** start of Extract provided **

WIPO Arbitration and Mediation Center

ADMINISTRATIVE PANEL DECISION

The Football Association Premier League Limited v. Robert Opanisga

Case No. D2019-2019

1. The Parties

The Complainant is The Football Association Premier League Limited, United Kingdom, represented by Lane IP Limited, United Kingdom.

The Respondent is Robert Opanisga, United Kingdom.

2. The Domain Name and Registrar

The disputed domain name <live-premierleague.com> is registered with NameCheap, Inc. (the “Registrar”).

3. Procedural History

The Complaint was filed with the WIPO Arbitration and Mediation Center (the “Center”) on August 12, 2019. On August 19, 2019, the Center transmitted by email to the Registrar a request for registrar verification in connection with the disputed domain name. On August 20, 2019, the Registrar transmitted by email to the Center its verification response confirming that the Respondent is listed as the registrant and providing the contact details. In response to a clarification request from the Center, the Complainant filed an amended Complaint on August 28, 2019.

The Center verified that the Complaint, together with the amended Complaint satisfied the formal requirements of the Uniform Domain Name Dispute Resolution Policy (the “Policy” or “UDRP”), the Rules for Uniform Domain Name Dispute Resolution Policy (the “Rules”), and the WIPO Supplemental Rules for Uniform Domain Name Dispute Resolution Policy (the “Supplemental Rules”).

** end of Extract provided **

### The problem
Continue the domain name dispute decision from its last sentence. The data after this point is separate material and is unrelated to the domain name decision.

** start of Information supplied **

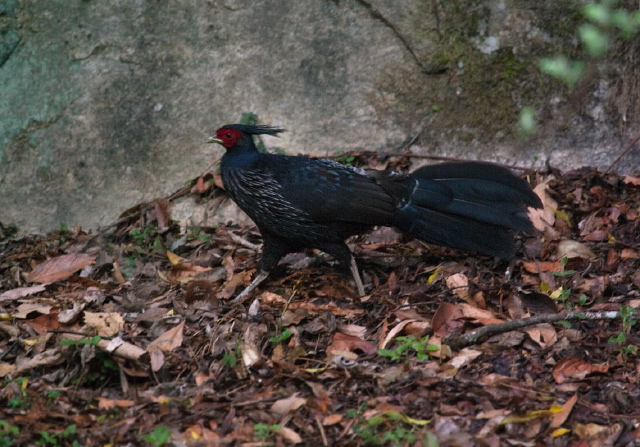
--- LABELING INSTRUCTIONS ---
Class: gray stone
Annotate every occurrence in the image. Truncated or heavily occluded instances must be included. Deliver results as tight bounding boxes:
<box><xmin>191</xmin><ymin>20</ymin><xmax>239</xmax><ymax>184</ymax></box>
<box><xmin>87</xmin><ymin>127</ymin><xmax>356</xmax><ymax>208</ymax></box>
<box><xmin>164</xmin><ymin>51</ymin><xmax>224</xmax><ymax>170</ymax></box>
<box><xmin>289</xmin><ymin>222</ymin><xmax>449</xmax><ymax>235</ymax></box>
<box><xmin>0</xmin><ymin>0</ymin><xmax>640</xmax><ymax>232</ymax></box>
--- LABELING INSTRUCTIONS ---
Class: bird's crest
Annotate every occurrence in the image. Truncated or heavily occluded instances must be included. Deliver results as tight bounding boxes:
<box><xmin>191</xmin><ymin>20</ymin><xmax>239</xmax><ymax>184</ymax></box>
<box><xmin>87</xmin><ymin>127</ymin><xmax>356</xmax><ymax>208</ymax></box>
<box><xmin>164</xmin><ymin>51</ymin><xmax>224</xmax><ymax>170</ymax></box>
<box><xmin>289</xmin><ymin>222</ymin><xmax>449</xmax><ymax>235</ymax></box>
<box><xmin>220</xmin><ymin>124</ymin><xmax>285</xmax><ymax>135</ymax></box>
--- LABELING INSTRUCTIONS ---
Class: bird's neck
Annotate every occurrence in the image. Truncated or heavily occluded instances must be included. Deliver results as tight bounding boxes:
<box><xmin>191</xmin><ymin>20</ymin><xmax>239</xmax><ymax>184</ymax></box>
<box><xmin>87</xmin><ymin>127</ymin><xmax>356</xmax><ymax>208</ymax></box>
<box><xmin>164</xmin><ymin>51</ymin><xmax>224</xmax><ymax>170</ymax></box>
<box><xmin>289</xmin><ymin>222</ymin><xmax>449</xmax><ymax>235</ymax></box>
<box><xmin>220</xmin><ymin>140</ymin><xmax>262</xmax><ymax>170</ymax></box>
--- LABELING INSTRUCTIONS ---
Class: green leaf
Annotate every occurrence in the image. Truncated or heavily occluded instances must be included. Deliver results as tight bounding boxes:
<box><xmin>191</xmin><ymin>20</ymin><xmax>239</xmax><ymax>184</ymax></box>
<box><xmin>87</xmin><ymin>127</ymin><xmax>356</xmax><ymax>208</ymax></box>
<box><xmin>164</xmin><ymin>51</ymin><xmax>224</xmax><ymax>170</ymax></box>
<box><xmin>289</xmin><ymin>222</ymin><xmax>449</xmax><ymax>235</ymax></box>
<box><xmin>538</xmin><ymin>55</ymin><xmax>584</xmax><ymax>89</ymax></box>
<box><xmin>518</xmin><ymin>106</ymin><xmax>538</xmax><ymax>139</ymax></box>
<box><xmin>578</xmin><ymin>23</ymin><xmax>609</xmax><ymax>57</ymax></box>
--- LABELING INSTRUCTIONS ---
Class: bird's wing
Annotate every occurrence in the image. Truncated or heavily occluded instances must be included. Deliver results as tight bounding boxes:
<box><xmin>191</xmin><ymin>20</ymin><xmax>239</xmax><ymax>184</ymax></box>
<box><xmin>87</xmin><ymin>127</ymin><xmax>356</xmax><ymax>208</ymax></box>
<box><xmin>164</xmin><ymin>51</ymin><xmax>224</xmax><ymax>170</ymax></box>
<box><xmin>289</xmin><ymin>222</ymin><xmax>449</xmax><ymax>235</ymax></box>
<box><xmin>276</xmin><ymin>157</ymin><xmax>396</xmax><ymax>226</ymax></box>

** end of Information supplied **

### Expected output
In accordance with the Rules, paragraphs 2 and 4, the Center formally notified the Respondent of the Complaint, and the proceedings commenced on August 29, 2019. In accordance with the Rules, paragraph 5, the due date for Response was September 18, 2019. The Respondent did not submit any response. Accordingly, the Center notified the Respondent’s default on September 19, 2019.

The Center appointed David Taylor as the sole panelist in this matter on October 3, 2019. The Panel finds that it was properly constituted. The Panel has submitted the Statement of Acceptance and Declaration of Impartiality and Independence, as required by the Center to ensure compliance with the Rules, paragraph 7.

4. Factual Background

Founded in 1992, the Complainant is a company incorporated in England and Wales. The Complainant consists of 20 football teams playing each other twice, home and away, per season. Seasons run from August to May. In the period from 2006 to 2018, aggregate attendance at Premier League football matches consistently numbered over 13 million, making the Premier League one of the most-attended live sports events in the world. The main source of the Complainant’s revenue is through the sale of broadcasting rights of Premier League matches, which it does through its official broadcasting partners.

The Complainant is the owner of numerous trademarks, registered in jurisdictions throughout the world, for use in connection with its entertainment, competition and sporting services, including:

- European Union Trade Mark Registration No. 979153, PREMIER LEAGUE, registered on January 20, 2000;

- European Union Trade Mark Registration No. 015086333, PREMIER LEAGUE and design, registered on August 2, 2016; and

- United Kingdom Trade Mark Registration No. 1530592, PREMIER LEAGUE, registered on March 7, 1997.

The Complainant is also the owner of the domain name <premierleague.com>, from which it operates its official website.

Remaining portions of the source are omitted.